From execution songs and Elizabethan lilts to Amy Winehouse and Blur, Paul Du Noyer 's latest book is a capital gain, writes Lew Baxter

Published on July 22nd 2009.

Smell The Smoke

THERE'S a memorable nugget of observation in music writer Paul Du Noyer’s fabulously readable ramble through the canyons and canons of London music. One which will hopefully quell the endless provincial squawking about how Liverpool doesn’t take proper advantage of the Beatles' legacy.

Mr Du Noyer – who can rightfully claim to have a firm grasp on the subject, being Liverpool born, an adopted Londoner by choice and a veteran music journalist – declares that the capital probably had as much influence, if not more, on the Fab Four.

I realised that all of London identifies with the coster traditions, just as all of Liverpool identifies with dockers and seamen

But instead of wailing Help! or Yesterday, take a peek at Du Noyer’s verging-on-the-scholarly tome, In The City: A Celebration of London Music, which should help dispel the yokel stance on such matters.

And before the hackles rise, remember that Du Noyer also penned the equally fact-packed Liverpool Wondrous Place, which is a very fine - and affectionately undertaken - compendium of the city’s musical heritage.

Indeed, there are various references to the Beatles and their meandering around the capital in his engaging, latest literary output.

But as the author commented rather wryly, only Paul McCartney hung around London; the other three cleared off pretty sharpish to hunker down in leafy suburban enclaves.

To the streets of London, thus, we now must turn our heads and hence open our minds. And for those who can never tire of that city’s vibrant attractions and venalities, Du Noyer has bundled together a cluster of glorious tales, music from Elizabethan traders and public execution songs and The Beggar's Opera, while travelling leisurely by lute, and by lyric, from the Middle Ages to music hall, and onto Madness, Amy Winehouse and Lily Allen, in his search for the wellspring that gives London its swing.

"I love walking through London – and Liverpool – to get the feel of life. I am a great rambler through city streets, and each has a sense and awareness of its history,” he comments.

He concurs that it has involved a certain level of academic toil. “A bit of board and gown had to be done. The more I thought about it the more I realised I had to go for the lot, through the ages. I spent two years working on it full time while doing a bit of freelancing,” he says.

“I’ve been in London over 30 years - he’s now 54 - but have always kept in contact with Liverpool and these days I am back and forth regularly,” he says. In fact he keeps a place in each city, and while in Liverpool Paul hangs out in a flat in One Park West.

“I have views across to the Albert Dock and I’ve always – like most Liverpudlians - had a fascination with the sea, particularly as my dad, Tony, was in the Merchant Navy,” he says.

Du Noyer was born in Anfield, into a large Catholic family, within a tug’s hoot of the docksides, but brought up in Maghull.

- Records supplied -
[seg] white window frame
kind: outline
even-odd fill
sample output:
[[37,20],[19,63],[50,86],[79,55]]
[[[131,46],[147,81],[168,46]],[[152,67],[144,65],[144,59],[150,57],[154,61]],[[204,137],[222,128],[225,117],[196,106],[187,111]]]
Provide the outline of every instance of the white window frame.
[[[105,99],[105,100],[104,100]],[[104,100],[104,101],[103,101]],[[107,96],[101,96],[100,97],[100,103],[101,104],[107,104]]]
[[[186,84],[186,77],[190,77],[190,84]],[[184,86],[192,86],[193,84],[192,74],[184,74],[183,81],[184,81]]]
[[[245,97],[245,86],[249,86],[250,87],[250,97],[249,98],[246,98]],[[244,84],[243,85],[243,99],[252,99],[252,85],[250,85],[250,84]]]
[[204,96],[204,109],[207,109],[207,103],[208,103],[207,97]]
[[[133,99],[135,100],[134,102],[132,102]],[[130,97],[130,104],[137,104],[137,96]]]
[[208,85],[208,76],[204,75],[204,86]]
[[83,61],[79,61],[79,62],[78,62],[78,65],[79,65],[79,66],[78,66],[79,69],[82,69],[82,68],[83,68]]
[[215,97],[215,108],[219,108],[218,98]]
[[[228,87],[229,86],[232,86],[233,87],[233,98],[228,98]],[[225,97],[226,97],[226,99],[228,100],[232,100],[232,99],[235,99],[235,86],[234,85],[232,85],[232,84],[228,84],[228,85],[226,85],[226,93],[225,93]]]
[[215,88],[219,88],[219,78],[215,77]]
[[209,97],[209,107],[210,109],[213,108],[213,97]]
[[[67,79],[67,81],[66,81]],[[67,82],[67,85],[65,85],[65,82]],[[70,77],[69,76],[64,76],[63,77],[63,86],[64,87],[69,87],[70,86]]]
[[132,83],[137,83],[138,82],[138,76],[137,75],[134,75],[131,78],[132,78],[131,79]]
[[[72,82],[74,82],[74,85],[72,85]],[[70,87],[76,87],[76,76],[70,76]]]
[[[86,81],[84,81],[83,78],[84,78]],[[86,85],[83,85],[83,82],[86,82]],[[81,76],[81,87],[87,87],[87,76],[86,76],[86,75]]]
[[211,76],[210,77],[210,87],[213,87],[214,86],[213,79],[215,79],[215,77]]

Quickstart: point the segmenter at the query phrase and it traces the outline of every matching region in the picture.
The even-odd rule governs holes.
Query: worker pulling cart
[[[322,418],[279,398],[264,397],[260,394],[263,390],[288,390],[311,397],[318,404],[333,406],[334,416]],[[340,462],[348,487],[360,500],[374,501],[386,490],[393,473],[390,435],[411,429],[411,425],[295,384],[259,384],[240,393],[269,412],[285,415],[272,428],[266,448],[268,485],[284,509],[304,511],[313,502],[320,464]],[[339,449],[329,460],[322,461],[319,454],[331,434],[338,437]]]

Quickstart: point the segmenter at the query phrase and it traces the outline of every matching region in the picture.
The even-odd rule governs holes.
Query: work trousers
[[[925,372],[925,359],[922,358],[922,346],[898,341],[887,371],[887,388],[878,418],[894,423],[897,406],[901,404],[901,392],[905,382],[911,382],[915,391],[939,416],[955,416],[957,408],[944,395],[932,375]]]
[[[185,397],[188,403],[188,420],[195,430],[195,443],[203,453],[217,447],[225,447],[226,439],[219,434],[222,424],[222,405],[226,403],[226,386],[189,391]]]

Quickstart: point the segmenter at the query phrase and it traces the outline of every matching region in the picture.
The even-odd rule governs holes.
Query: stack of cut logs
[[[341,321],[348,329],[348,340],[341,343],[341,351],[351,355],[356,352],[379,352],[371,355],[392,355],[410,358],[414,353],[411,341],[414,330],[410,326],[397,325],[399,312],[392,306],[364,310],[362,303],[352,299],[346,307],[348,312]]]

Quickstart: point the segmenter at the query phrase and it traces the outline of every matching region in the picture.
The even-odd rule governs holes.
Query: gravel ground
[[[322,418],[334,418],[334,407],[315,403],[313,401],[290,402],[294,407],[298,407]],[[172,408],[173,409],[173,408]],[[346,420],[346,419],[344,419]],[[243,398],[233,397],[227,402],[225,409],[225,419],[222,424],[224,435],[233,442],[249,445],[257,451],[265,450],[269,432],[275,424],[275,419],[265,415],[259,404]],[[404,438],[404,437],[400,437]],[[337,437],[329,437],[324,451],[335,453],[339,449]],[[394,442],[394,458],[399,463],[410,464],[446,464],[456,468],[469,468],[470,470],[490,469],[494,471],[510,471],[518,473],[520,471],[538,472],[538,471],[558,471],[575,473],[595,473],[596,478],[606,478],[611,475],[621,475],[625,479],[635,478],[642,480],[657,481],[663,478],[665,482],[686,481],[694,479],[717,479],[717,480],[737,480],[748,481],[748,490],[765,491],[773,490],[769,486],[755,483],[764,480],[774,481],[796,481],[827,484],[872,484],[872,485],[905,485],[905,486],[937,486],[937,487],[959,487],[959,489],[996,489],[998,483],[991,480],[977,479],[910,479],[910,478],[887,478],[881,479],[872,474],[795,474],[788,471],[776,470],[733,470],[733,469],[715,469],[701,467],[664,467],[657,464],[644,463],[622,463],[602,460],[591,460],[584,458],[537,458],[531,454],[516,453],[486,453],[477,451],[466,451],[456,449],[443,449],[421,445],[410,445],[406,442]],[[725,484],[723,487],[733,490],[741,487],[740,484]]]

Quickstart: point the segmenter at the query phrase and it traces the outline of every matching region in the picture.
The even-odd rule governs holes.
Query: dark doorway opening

- Set problem 1 -
Using the review of Paul Du Noyer's London music book, answer each question on its own line:
(a) What is the full title of the book?
(b) How long did he spend working on it full time?
(c) In which part of Liverpool was he born?
- Set problem 2 -
Summarize the review of Paul Du Noyer's London music book in two sentences.
- Set problem 3 -
Extend the review of Paul Du Noyer's London music book, picking up after its final sentence.

- Exercise response 1 -
(a) In The City: A Celebration of London Music
(b) Two years
(c) Anfield

- Exercise response 2 -
Liverpool-born music writer Paul Du Noyer, who has lived in London for over 30 years, has written In The City: A Celebration of London Music, which runs from Elizabethan traders and public execution songs through music hall to Madness, Amy Winehouse and Lily Allen. He spent two years on it full time, declares that London probably had as much influence on the Beatles, if not more, and now keeps a place in each city.

- Exercise response 3 -
“After I’d written the Liverpool book I thought about what to do next. And the subject was right under my nose. I wanted to pack in as much as I could but it is only possible to cover a tiny fraction. There will be people complaining that I’ve missed out a lot,” he adds.

Nevertheless, the pages are crammed with anecdotes and recollections from his own musical background in which he has probably interviewed anyone of note, in a career that has embraced New Musical Express to editor of Q magazine, founding editor of Mojo and now associate editor of The Word, where he was on the launch team.

The book obviously covers the antics of the Stones, the Kinks and the whole coterie from Bowie and the Bonzo Dogs to Chris Barber and the Clash, Spandau Ballet and naturally the newer princelings such as Damon Albarn and Dizzee Rascal.

And his - kindly - assessment of Marc Bolan, the self-styled cerebral hippie guru of the Tolkien variety, as just a tough, little, working-class Cockney kid, encapsulates Du Noyer’s scrupulous approach.

That a bloke from Liverpool should assume the mantle of musical archivist for London might rankle some but he has no qualms: “I’ve got more perspective on what makes London tick as an outsider,” he says.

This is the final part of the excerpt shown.